What the exercise asks: Please print the passage of the report on Tokyo's governor election below between "Tokyo Governor Koike" and "and financial problems.", inclusive.

══ Source passage ══

Tokyo Governor Koike Yuriko is poised to lead the capital through another four years. Ballot-counting is still underway in Sunday's election, which was shaped by the ongoing coronavirus pandemic.
In an interview soon after NHK projected her victory, Koike made fighting the virus her most urgent priority.
She said, "Under the nationwide state of emergency declaration, we asked almost all businesses in Tokyo to close down. But these days we know more about where and how the virus has been spreading. So we don't plan to ask all businesses to close down again. Instead, we will consider another effective measure to contain the spread of infection."
Koike also touched on preparations for the Tokyo Olympics and Paralympics.
Pushing back the games has created logistical and financial problems.
Koike says the metropolitan government and the IOC are now working on plans to "streamline" the event.
She said, "Though the Games have been postponed to next year, children and athletes are looking forward to the events. In a sense, we can make it a goal in our anti-virus efforts to hold the Games, which would be proof that we'd have overcome the virus."
Koike held a strong lead throughout the campaign, taking down 21 rivals.

═══
══ Material provided ══

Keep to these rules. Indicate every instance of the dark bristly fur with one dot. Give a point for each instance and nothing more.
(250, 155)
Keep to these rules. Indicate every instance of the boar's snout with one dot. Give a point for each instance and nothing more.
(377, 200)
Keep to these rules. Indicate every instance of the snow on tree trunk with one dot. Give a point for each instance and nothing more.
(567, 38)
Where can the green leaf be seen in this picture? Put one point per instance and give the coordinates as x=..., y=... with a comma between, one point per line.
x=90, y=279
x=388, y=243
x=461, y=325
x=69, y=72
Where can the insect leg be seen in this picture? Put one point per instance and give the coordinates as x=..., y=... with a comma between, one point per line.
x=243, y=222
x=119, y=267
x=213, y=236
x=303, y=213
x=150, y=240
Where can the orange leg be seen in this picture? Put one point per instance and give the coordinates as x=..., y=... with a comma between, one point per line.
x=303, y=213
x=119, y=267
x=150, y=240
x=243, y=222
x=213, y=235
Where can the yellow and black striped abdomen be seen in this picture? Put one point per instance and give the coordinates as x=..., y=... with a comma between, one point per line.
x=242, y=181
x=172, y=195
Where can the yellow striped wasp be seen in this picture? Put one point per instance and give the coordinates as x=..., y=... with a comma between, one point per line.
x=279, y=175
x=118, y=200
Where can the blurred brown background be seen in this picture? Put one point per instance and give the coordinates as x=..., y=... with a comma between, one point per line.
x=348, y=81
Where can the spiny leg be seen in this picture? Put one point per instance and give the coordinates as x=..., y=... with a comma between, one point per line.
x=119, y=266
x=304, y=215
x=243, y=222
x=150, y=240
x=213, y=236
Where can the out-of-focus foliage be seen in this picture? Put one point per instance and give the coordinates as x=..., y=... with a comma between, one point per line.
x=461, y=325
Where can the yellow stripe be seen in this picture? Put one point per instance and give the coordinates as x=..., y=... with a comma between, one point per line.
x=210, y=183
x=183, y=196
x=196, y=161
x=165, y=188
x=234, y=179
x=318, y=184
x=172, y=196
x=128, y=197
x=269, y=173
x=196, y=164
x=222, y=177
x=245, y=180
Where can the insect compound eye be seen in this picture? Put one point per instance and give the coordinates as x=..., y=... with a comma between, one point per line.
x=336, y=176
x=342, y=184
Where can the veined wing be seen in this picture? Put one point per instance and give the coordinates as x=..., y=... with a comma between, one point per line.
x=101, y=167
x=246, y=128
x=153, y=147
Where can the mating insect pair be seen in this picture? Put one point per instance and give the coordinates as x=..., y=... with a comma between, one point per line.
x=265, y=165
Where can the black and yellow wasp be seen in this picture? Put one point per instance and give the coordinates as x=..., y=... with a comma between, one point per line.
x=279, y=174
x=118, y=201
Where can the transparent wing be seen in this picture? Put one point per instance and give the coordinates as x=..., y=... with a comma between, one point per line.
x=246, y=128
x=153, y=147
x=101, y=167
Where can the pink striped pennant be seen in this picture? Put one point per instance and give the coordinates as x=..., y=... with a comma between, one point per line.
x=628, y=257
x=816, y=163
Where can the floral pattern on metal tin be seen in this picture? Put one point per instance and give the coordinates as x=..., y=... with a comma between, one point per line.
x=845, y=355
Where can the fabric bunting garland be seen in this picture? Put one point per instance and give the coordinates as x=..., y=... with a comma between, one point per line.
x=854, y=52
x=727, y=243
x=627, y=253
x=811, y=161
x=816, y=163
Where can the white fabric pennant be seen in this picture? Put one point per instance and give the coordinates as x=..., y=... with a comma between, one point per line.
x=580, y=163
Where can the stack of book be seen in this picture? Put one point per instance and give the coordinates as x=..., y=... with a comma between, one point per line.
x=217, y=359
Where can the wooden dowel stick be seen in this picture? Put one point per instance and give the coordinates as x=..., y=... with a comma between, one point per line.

═══

Response:
Tokyo Governor Koike Yuriko is poised to lead the capital through another four years. Ballot-counting is still underway in Sunday's election, which was shaped by the ongoing coronavirus pandemic.
In an interview soon after NHK projected her victory, Koike made fighting the virus her most urgent priority.
She said, "Under the nationwide state of emergency declaration, we asked almost all businesses in Tokyo to close down. But these days we know more about where and how the virus has been spreading. So we don't plan to ask all businesses to close down again. Instead, we will consider another effective measure to contain the spread of infection."
Koike also touched on preparations for the Tokyo Olympics and Paralympics.
Pushing back the games has created logistical and financial problems.